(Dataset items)
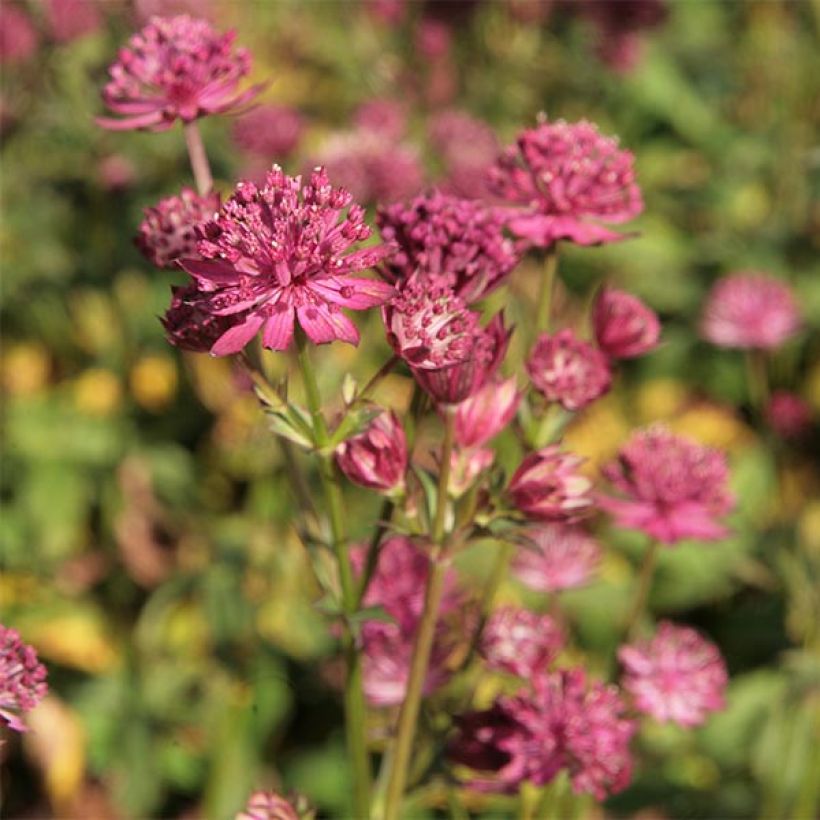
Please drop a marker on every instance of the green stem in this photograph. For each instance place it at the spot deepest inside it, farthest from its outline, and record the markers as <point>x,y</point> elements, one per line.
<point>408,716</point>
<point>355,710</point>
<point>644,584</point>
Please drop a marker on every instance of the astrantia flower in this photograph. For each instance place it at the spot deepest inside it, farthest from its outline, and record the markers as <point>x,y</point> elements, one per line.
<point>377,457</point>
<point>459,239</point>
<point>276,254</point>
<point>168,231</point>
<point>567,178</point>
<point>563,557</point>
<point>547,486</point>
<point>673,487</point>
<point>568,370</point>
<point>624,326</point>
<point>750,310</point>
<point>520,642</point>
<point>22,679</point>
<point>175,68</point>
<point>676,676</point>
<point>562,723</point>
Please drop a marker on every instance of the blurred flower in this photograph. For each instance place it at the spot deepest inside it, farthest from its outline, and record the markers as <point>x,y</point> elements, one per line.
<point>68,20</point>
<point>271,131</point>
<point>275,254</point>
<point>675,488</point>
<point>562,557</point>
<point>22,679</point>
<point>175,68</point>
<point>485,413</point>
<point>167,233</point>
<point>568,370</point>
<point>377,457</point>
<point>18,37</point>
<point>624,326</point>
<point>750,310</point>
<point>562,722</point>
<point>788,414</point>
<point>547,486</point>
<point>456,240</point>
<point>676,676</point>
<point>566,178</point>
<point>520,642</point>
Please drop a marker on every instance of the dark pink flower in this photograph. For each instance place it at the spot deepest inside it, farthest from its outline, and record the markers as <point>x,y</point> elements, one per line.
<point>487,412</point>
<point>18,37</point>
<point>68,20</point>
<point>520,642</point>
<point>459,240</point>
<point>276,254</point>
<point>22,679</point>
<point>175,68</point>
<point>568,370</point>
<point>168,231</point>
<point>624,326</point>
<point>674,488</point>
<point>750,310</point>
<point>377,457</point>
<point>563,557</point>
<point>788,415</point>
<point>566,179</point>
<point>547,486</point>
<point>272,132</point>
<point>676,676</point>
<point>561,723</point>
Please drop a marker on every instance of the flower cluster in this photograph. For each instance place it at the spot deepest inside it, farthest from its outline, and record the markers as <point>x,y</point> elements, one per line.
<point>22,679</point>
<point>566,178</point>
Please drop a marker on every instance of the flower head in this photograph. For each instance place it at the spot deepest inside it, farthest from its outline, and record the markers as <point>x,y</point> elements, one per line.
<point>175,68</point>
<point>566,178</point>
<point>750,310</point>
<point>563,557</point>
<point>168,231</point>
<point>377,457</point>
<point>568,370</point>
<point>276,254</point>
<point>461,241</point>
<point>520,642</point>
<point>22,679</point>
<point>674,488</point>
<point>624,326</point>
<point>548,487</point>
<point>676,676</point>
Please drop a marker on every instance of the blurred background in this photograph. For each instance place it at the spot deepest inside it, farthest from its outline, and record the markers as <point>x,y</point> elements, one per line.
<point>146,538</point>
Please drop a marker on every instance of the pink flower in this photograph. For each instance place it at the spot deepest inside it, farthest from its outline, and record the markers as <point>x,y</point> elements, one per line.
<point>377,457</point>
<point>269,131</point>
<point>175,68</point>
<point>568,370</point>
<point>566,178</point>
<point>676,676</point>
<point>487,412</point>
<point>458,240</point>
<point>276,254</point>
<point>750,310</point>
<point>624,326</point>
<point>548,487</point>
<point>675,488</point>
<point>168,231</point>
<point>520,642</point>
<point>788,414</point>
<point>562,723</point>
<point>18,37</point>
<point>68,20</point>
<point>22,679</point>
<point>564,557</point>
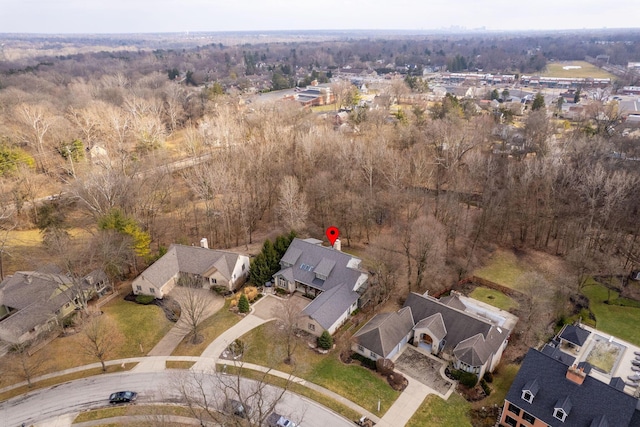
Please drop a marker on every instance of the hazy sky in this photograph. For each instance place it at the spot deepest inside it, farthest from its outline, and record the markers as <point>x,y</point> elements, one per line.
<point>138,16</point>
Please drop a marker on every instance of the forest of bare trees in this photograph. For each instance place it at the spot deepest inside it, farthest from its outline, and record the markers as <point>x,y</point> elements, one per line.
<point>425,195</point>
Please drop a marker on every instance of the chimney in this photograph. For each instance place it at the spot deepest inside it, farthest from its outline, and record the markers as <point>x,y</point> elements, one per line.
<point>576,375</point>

...

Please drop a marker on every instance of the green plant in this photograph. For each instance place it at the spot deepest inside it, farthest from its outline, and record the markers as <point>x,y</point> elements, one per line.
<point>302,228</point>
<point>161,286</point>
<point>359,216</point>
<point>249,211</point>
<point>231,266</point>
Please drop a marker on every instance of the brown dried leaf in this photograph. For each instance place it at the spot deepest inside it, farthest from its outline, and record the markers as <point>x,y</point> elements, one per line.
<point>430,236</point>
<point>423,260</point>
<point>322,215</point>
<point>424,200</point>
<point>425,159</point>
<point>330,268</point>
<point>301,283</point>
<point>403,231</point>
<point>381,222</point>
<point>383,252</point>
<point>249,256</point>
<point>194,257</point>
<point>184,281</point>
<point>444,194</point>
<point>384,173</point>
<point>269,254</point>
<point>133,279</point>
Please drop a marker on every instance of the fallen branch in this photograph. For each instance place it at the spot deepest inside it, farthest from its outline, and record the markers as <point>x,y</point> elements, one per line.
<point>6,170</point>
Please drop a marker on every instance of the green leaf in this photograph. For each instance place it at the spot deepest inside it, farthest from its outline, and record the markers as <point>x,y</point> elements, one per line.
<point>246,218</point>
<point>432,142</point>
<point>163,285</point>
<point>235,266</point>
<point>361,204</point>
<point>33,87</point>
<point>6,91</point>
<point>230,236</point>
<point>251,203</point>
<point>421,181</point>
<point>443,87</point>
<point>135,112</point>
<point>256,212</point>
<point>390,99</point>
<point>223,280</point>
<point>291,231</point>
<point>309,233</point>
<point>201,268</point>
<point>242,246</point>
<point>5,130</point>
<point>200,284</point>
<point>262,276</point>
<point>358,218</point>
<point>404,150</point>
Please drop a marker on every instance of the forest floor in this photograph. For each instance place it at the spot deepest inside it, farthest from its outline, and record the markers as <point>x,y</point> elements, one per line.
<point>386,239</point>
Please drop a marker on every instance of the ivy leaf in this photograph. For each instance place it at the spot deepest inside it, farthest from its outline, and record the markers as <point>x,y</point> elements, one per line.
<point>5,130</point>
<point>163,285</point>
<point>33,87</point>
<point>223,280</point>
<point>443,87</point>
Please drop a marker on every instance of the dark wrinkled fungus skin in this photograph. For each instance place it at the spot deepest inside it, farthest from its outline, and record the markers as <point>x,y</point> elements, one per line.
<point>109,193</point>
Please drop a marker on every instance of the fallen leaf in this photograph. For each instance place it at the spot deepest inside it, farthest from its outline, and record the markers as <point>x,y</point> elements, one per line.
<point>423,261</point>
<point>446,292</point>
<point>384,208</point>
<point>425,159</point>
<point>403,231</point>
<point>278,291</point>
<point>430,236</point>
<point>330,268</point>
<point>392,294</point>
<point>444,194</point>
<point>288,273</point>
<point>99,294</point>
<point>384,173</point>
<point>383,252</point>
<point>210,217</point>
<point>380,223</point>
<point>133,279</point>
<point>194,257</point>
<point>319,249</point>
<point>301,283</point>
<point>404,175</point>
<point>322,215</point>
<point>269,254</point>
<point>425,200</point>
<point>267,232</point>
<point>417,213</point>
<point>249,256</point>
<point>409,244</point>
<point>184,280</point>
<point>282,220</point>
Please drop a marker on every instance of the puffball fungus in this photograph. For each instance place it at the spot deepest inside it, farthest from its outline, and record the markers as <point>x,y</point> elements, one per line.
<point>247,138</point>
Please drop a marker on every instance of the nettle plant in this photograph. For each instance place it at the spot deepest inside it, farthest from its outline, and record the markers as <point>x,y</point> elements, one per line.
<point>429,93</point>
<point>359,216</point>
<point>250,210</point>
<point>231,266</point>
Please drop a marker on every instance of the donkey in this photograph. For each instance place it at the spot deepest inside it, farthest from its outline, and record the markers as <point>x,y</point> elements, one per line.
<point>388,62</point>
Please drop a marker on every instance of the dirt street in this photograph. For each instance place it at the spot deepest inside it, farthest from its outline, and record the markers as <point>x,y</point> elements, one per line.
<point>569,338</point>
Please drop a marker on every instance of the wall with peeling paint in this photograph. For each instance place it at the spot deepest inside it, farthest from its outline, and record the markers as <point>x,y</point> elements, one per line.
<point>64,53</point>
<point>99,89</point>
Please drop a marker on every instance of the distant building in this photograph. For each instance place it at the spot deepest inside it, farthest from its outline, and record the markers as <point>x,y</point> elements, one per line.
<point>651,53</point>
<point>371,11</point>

▶ GIVEN PROBLEM:
Copy out the lines of the dataset items above word for word, taking the stretch from the line containing "Please drop a marker on every instance of the green stem" through the line containing "<point>644,584</point>", with both of those lines included.

▶ TASK RESULT:
Please drop a marker on every instance of the green stem in this photograph. For each instance place it at the spot deepest inside it, farthest from its outline, and record the markers as <point>x,y</point> elements, one per line.
<point>408,716</point>
<point>355,710</point>
<point>644,584</point>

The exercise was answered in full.